====== INFORMATION GIVEN

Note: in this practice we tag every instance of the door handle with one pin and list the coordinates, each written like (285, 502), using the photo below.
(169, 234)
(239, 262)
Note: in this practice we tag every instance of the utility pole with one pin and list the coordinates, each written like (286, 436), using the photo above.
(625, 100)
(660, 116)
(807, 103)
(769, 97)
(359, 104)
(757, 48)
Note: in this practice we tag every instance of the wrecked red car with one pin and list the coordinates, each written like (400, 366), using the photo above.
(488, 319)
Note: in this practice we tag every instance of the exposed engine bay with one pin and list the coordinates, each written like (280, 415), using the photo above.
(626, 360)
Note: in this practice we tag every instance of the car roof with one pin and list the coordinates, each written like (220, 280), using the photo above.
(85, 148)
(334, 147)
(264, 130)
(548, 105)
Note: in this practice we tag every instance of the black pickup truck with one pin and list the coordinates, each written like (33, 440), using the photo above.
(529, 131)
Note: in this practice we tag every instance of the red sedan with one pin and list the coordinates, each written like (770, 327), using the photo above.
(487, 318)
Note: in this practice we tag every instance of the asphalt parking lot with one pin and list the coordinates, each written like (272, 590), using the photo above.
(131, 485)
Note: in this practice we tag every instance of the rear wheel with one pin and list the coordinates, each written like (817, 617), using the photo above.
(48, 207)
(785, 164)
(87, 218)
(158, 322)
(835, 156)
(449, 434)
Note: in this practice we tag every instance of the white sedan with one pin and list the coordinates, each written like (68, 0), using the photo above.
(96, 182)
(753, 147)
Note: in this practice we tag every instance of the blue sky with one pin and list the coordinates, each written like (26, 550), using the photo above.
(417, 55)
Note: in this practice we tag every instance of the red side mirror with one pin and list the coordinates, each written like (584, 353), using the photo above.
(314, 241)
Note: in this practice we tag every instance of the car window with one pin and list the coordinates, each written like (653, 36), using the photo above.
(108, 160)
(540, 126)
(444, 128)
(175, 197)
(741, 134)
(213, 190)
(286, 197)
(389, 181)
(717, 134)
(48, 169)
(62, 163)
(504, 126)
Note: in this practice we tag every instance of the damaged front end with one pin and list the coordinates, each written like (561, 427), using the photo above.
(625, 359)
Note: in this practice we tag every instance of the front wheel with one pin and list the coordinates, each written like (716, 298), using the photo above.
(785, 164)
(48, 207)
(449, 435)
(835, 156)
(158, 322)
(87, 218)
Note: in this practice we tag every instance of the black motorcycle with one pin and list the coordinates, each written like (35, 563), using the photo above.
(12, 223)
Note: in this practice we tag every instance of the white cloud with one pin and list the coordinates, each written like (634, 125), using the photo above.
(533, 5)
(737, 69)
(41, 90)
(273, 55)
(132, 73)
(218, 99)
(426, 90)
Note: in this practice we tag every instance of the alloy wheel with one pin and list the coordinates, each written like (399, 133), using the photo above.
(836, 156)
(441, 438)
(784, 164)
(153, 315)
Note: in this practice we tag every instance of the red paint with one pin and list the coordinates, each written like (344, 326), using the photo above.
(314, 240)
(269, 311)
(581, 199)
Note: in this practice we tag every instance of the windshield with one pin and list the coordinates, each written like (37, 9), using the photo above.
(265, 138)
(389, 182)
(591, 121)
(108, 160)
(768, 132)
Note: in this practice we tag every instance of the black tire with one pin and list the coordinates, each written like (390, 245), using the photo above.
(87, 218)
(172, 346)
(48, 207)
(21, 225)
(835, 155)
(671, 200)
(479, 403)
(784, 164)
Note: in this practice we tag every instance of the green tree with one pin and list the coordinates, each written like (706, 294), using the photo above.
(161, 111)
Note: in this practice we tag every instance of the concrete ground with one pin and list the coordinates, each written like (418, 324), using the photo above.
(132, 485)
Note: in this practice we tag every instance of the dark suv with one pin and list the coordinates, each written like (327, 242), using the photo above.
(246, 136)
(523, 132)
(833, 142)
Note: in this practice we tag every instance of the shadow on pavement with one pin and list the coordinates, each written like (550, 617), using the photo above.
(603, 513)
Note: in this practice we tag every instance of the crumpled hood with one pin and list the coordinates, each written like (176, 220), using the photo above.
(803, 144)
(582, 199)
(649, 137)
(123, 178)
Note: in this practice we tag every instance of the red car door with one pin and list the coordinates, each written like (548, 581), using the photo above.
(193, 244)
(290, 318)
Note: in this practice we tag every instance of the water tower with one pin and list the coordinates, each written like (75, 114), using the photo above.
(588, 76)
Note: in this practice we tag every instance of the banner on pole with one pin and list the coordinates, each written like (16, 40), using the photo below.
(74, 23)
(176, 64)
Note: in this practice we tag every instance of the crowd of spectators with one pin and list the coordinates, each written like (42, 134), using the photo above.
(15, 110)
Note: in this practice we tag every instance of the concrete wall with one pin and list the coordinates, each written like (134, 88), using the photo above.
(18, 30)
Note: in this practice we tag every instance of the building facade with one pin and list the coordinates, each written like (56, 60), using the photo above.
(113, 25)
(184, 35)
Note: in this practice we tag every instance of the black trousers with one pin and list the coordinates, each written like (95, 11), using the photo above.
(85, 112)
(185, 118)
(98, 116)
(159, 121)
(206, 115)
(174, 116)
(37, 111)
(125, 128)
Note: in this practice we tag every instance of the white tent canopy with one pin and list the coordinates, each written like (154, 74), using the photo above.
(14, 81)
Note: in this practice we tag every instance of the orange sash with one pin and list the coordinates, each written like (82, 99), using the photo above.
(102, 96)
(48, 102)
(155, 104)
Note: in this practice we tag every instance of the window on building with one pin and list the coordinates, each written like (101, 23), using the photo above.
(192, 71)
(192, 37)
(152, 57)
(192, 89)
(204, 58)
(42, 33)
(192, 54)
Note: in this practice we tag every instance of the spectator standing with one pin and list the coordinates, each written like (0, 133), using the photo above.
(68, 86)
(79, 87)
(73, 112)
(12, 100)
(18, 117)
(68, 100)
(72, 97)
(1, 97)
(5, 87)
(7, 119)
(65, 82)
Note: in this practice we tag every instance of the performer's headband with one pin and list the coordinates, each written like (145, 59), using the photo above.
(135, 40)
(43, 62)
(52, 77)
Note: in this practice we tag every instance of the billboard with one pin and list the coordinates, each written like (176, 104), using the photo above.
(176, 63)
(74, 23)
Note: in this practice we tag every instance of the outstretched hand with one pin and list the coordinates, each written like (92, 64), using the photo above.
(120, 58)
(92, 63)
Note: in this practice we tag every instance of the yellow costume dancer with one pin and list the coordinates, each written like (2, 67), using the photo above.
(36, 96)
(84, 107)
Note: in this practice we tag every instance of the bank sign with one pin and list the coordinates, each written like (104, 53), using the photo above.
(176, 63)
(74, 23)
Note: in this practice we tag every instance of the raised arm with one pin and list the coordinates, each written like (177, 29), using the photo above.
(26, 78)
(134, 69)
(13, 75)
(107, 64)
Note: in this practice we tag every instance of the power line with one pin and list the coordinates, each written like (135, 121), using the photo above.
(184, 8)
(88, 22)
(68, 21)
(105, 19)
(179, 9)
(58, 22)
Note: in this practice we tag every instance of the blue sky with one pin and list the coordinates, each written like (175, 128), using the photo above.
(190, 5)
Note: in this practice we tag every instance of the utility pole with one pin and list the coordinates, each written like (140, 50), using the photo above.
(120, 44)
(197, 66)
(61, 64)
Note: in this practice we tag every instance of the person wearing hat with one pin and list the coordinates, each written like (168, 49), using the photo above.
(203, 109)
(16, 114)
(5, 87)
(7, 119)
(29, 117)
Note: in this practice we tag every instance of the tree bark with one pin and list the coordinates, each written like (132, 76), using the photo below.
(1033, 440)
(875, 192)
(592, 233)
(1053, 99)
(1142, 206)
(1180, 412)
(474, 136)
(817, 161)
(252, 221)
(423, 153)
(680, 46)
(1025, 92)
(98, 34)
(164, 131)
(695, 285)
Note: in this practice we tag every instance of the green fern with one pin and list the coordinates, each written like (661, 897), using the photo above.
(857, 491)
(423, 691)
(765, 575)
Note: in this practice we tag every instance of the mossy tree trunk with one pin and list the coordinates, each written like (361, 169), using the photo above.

============

* _TASK GOAL_:
Copy out exactly the lines from the line with "Note: in this practice we tag every instance of the tree" to the end of the listing, including both of those lines, and give nothing else.

* _OUTPUT OF THE EXERCISE_:
Note: in this practice we tag every instance of the tree bark with one pin and list the coordinates, each written like (132, 76), using the photo below.
(1033, 440)
(875, 192)
(592, 233)
(1053, 99)
(1142, 206)
(1180, 412)
(474, 136)
(817, 161)
(252, 221)
(423, 153)
(680, 46)
(1025, 92)
(98, 34)
(164, 131)
(695, 285)
Note: in this practice we tag every instance of the green fern with one pin and list the coordinates, each written like (661, 897), using the photo above.
(857, 491)
(423, 691)
(765, 575)
Note: in this practice we tag every instance of the mossy tree trunk with one pin and list the coordinates, each written like (361, 169), using the photo above.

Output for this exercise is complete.